[begin EXERCISE DATA]
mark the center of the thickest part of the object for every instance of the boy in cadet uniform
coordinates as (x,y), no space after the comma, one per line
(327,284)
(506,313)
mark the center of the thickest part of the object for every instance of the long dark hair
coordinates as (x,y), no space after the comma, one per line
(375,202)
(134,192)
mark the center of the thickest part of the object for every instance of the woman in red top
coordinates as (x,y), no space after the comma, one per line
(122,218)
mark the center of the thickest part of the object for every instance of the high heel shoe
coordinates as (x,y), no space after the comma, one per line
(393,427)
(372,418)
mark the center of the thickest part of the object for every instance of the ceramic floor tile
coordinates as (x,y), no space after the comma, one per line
[end EXERCISE DATA]
** EXERCISE DIRECTIONS **
Transcribe the material above line for line, without changing a single character.

** REPLY **
mark the center of the thickest part of the object for every instance of the boy in cadet uniform
coordinates as (x,y), no space after the comma, one per line
(327,284)
(506,313)
mark the center of the thickest part of the object for every instance of the long dark hair
coordinates as (x,y), no space after the comma, one per line
(375,202)
(134,192)
mark the center of the thickest part of the object for every instance of the woman in red top
coordinates as (x,y), no space after the comma, one per line
(122,218)
mark the center of the thickest part of the object for every instance of the high heel shoe
coordinates as (x,y), no space after the comma, one per line
(393,427)
(372,418)
mark the center of the thickest part of the object for every instance of the ceramic floor tile
coordinates as (x,y), no space after the comma, one per line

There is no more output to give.